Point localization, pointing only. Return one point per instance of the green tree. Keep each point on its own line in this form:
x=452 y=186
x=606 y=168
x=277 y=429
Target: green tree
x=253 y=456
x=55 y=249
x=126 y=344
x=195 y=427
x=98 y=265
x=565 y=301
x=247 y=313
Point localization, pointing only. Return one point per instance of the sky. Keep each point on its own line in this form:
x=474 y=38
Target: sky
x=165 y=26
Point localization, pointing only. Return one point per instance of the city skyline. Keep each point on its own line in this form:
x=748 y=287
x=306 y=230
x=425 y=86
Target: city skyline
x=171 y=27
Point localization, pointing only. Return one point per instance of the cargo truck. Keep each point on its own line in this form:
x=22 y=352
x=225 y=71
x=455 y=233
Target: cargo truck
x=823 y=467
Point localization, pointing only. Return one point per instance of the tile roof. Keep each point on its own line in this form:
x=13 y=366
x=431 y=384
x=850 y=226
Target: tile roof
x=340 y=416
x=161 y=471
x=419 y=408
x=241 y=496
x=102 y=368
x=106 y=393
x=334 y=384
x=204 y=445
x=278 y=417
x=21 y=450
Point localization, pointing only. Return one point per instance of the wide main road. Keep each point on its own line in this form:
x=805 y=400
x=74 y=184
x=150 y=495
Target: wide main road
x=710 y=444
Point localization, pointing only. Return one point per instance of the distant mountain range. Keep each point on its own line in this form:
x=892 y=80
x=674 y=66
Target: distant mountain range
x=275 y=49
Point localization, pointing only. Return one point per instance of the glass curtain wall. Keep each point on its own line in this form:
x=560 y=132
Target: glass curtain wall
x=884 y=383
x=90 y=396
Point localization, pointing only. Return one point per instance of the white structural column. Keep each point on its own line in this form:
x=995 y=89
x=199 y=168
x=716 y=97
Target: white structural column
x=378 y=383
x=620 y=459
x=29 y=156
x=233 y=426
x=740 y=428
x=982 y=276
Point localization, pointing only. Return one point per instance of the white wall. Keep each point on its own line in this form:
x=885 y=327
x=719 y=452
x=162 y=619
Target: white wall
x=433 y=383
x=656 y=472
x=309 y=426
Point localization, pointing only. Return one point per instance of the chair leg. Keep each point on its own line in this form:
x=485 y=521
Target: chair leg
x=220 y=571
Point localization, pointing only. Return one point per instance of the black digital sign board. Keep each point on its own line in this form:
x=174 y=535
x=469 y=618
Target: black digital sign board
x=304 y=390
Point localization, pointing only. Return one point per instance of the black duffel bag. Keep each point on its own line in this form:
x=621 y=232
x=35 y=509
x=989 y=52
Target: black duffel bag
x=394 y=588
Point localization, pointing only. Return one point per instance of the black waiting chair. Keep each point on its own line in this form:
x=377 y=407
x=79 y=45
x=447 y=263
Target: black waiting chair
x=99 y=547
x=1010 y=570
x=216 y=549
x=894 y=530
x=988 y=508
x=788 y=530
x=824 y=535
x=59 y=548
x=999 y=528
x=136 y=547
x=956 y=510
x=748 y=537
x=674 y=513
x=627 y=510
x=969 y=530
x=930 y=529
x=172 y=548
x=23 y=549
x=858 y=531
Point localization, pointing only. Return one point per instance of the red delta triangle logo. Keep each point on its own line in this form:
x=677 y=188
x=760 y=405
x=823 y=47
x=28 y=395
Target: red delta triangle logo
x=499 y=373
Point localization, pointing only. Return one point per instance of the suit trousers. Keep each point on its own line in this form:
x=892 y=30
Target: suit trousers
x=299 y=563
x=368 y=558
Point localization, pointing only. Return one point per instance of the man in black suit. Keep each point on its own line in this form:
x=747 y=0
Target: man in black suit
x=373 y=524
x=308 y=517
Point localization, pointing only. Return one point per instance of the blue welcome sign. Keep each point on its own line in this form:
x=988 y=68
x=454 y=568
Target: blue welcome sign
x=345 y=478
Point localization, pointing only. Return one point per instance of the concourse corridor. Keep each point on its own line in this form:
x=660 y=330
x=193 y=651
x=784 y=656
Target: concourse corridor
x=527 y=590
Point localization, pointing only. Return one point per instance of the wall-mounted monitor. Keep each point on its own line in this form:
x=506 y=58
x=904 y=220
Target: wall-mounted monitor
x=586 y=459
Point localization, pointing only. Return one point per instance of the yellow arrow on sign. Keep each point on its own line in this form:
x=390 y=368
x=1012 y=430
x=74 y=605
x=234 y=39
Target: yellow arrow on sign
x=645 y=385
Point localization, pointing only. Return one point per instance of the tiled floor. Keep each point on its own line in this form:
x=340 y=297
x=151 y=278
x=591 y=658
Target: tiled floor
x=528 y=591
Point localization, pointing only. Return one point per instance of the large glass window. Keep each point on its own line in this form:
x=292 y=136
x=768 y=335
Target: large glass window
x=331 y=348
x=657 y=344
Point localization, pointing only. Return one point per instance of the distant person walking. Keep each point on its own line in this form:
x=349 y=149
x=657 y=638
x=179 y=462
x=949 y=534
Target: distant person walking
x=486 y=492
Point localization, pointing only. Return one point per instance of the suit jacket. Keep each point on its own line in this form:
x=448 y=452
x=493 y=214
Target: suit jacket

### WHAT THE EXERCISE ASKS:
Render all of the records above as a numbered list, one line per item, with blank lines omitted.

### PROBLEM SOLUTION:
1. Point localization, pointing only. Return one point per instance of the green tree. Keep each point on its own line in this form:
2. x=452 y=186
3. x=606 y=168
4. x=277 y=429
5. Target: green tree
6. x=253 y=456
7. x=55 y=249
8. x=126 y=344
9. x=195 y=427
10. x=98 y=265
11. x=565 y=301
12. x=247 y=313
13. Point localization, pointing only. Return one point per instance of the sky. Keep each point on its own line in this form:
14. x=474 y=38
15. Target: sky
16. x=165 y=26
17. Point localization, pointing only. Return one point per instance of the city skyline. Keep each point on its own line in this form:
18. x=748 y=287
19. x=306 y=230
20. x=425 y=86
21. Target: city skyline
22. x=171 y=27
23. Point localization, pointing only. Return one point per instance of the cargo truck. Keep each point on its own line in this form:
24. x=22 y=352
25. x=225 y=71
26. x=455 y=233
27. Target: cargo truck
28. x=823 y=467
29. Point localization, pointing only. Return one point per instance of the tile roof. Keep each point on its own line in this form:
30. x=13 y=366
31. x=431 y=384
32. x=850 y=226
33. Target: tile roof
34. x=340 y=416
35. x=161 y=471
36. x=419 y=408
37. x=241 y=496
38. x=102 y=368
39. x=106 y=393
40. x=334 y=384
41. x=204 y=445
42. x=278 y=417
43. x=21 y=450
44. Point localization, pointing only. Return one point per instance of the wide main road. Keep each point on its own line in this form:
45. x=805 y=400
46. x=74 y=184
47. x=150 y=495
48. Target: wide main road
49. x=710 y=444
50. Point localization, pointing only. Return one point per instance of the distant mountain range. Keep each point on its own line in this form:
51. x=892 y=80
52. x=674 y=66
53. Target: distant mountain range
54. x=275 y=49
55. Point localization, pointing only. Return one point per instance of the glass curtain wall. Keep each point on its own line in this form:
56. x=560 y=132
57. Target: glass curtain wall
58. x=884 y=383
59. x=90 y=396
60. Point localization, pointing only. Return one point per instance of the white structural column. Keep each point on its own line in this form:
61. x=995 y=89
62. x=199 y=168
63. x=716 y=97
64. Target: white structural column
65. x=378 y=383
66. x=620 y=459
67. x=29 y=156
68. x=233 y=426
69. x=740 y=428
70. x=982 y=276
71. Point localization, pointing only. Return one point per instance of the white wall. Keep each point on its own line in this form:
72. x=885 y=327
73. x=719 y=452
74. x=162 y=619
75. Target: white wall
76. x=433 y=383
77. x=656 y=472
78. x=309 y=426
79. Point localization, pointing only. Return one point per instance of the chair leg. Keep each point on its own line in this form:
80. x=485 y=521
81. Target: chair leg
82. x=220 y=571
83. Point localization, pointing only. Return one point per instance of the black digital sign board. Keep each point on its own line in this form:
84. x=174 y=535
85. x=469 y=618
86. Target: black digital sign board
87. x=304 y=390
88. Point localization, pointing only. Return one point per instance of the black duffel bag. Keep each point on its own line in this form:
89. x=621 y=232
90. x=35 y=509
91. x=989 y=52
92. Target: black duffel bag
93. x=394 y=588
94. Point localization, pointing only. Return one point per instance of the black waiting chair. Keep each point on its own line in this form:
95. x=377 y=407
96. x=79 y=45
97. x=447 y=263
98. Target: black waiting chair
99. x=99 y=547
100. x=1010 y=570
101. x=216 y=549
102. x=894 y=530
103. x=988 y=508
104. x=788 y=530
105. x=824 y=535
106. x=59 y=548
107. x=999 y=528
108. x=136 y=547
109. x=956 y=510
110. x=748 y=537
111. x=674 y=513
112. x=627 y=510
113. x=969 y=530
114. x=930 y=529
115. x=172 y=548
116. x=23 y=549
117. x=858 y=531
118. Point localization, pointing only. Return one point per instance of the red delta triangle logo. Keep each point on its own line in this form:
119. x=677 y=188
120. x=760 y=405
121. x=823 y=47
122. x=28 y=395
123. Target: red delta triangle logo
124. x=499 y=373
125. Point localization, pointing only. Return one point per instance of the suit trousers. Keep each point on its own line in this form:
126. x=892 y=30
127. Target: suit trousers
128. x=299 y=563
129. x=368 y=558
130. Point localization, pointing only. Return one point per instance of the man in black suit. Keep each point on its own line in this form:
131. x=747 y=0
132. Target: man in black suit
133. x=373 y=524
134. x=308 y=517
135. Point localization, pointing only. Return one point per instance of the blue welcome sign. Keep each point on its own line in this form:
136. x=988 y=68
137. x=454 y=568
138. Target: blue welcome sign
139. x=345 y=478
140. Point localization, pointing only. Return one point per instance of the concourse corridor. Keep each point on its own line in this form:
141. x=660 y=330
142. x=193 y=651
143. x=784 y=656
144. Target: concourse corridor
145. x=527 y=590
146. Point localization, pointing only. Return one point per instance of the wall-mounted monitor. Keep each point on its own line in this form:
147. x=506 y=58
148. x=904 y=220
149. Target: wall-mounted monitor
150. x=586 y=459
151. Point localization, pointing only. Return one point per instance of the yellow arrow on sign. Keep each point on its own line in this form:
152. x=390 y=368
153. x=1012 y=430
154. x=74 y=605
155. x=234 y=39
156. Target: yellow arrow on sign
157. x=645 y=385
158. Point localization, pointing only. Return one point per instance of the tiled floor. Keep each point on its own line in this form:
159. x=340 y=297
160. x=151 y=278
161. x=591 y=658
162. Target: tiled floor
163. x=528 y=591
164. Point localization, pointing only. Return one point per instance of the large glass window. Keep each point on its own line in this form:
165. x=292 y=136
166. x=768 y=335
167. Target: large glass window
168. x=331 y=348
169. x=657 y=344
170. Point localization, pointing only. Return one point per instance of the distant person walking. Keep each point on its own line in this form:
171. x=349 y=149
172. x=657 y=638
173. x=179 y=462
174. x=949 y=534
175. Target: distant person walking
176. x=486 y=492
177. Point localization, pointing only. Return one point per instance of the suit jacket. Keep each point on its own line in this form:
178. x=448 y=452
179. x=493 y=214
180. Target: suit jacket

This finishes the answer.